*PROMPT 1:*
Do the following statements agree with the report on St Lucia and the Commonwealth Youth Games below? Answer yes or no for each, quoting the exact words of the report that decide it. (a) The fire damaged the athletics track at the George Odlum Stadium. (b) Canada and Scotland have offered to take over as hosts. (c) This year's Commonwealth Youth Games are to begin in Apia.
*PROMPT 2:*
Write the next part of the report on St Lucia and the Commonwealth Youth Games below, starting after its last sentence.

*EXTRACT:*
◇ ◇ ◇ ◇ ◇ ◇ ◇
The Caribbean island had been awarded the event in November 2011 but its preparations have been hit by doubts over venues and financial concerns, particularly over the lack of a stadium to host athletics. A fire had caused severe damage to a hospital in the south of the island, meaning the George Odlum Stadium in the Vieux Fort, containing the country’s only International Association of Athletics Federations-accredited track, had been adapted into a temporary medical facility.
The rebuild of the hospital is now not due to be completed until 2016 and the cost of returning the Stadium to a sports facility was in excess of $15 million (£10 million/€13 million) and would also not be completed in time for the Games. A deal to hold athletics on the neighbouring island of St Kitts and Nevis could not be reached in time for this General Assembly, Anthony revealed, so the Government no longer believed they could support the project.
Canada and Scotland have already contacted the CGF to offer to step in as hosts. The CGF have also asked for any other “expressions of interest” and hope to announce a new host by the end of next month. “The [CGF Execuitve] Board met earlier this morning and decided to put this to the meeting, but also give the other members who would like to offer to host the Youth Games in 2017 a chance,” outgoing CGF President Prince Imran said.
This year’s edition of the Commonwealth Youth Games is due to start in Apia, Samoa’s capital, on Saturday (September 5). About 1,000 athletes from 71 countries and territories were expected to compete in St Lucia in what would have been the biggest CGF event to be held in the Caribbean since Jamaica’s capital Kingston hosted the 1966 Commonwealth Games.
◇ ◇ ◇ ◇ ◇ ◇ ◇
*SUPPLIED MATERIAL:*
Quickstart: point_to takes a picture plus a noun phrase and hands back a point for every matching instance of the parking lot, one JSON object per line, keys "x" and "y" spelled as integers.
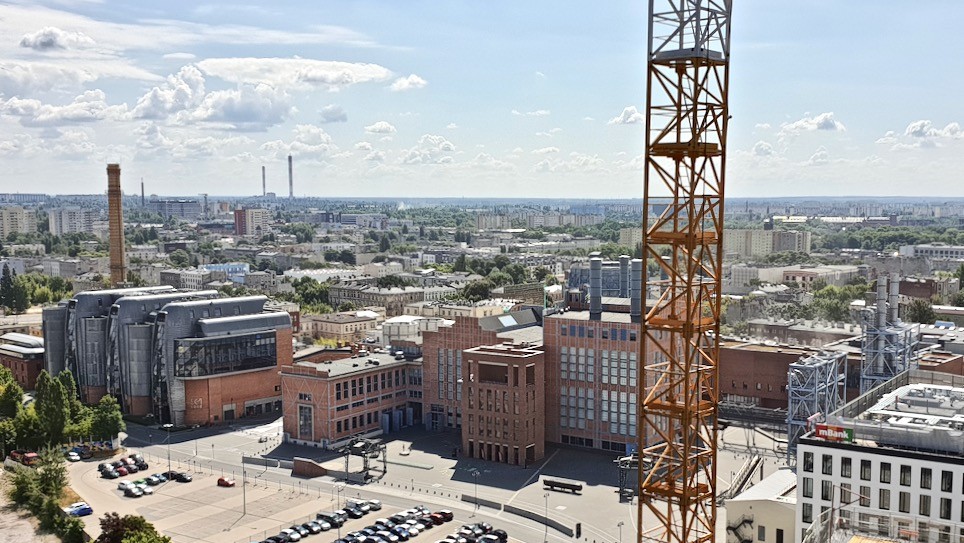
◇ ◇ ◇ ◇ ◇ ◇ ◇
*EXPECTED ANSWER 1:*
(a) No: "A fire had caused severe damage to a hospital in the south of the island"
(b) Yes: "Canada and Scotland have already contacted the CGF to offer to step in as hosts."
(c) Yes: "is due to start in Apia"

*EXPECTED ANSWER 2:*
“We are obviously disappointed to hear St Lucia has taken the difficult decision to withdraw its commitment to host the 2017 Commonwealth Youth Games,” said David Grevemberg, chief executive of the CGF.
“Whilst appreciating the economic and environmental challenges they face as a small island nation, we will continue to work closely with the Commonwealth Games Association of St Lucia and their Government partners to support and ultimately realise their ambitions to deliver a positive and lasting legacy for the young people of their island, the Caribbean and the Commonwealth. “
Our attention for now focuses enthusiastically on delivering an inspiring Youth Games in Samoa in a few days time, showcasing a joyous celebration and impactful sport, personal development and new Commonwealth friendships made on the level playing field of sport.” Paul Bush, chairman of Commonwealth Games Scotland (CGS), confirmed they were interested in stepping in as hosts.
“We note the withdrawal of St Lucia as hosts of the 2017 Commonwealth Youth Games and along with a number of other countries, we have agreed to consider hosting the event,” he told insidethegames. “CGS will now work with Scottish partners to evaluate the options over the coming weeks.” Edinburgh had hosted the first-ever Commonwealth Youth Games in 2000.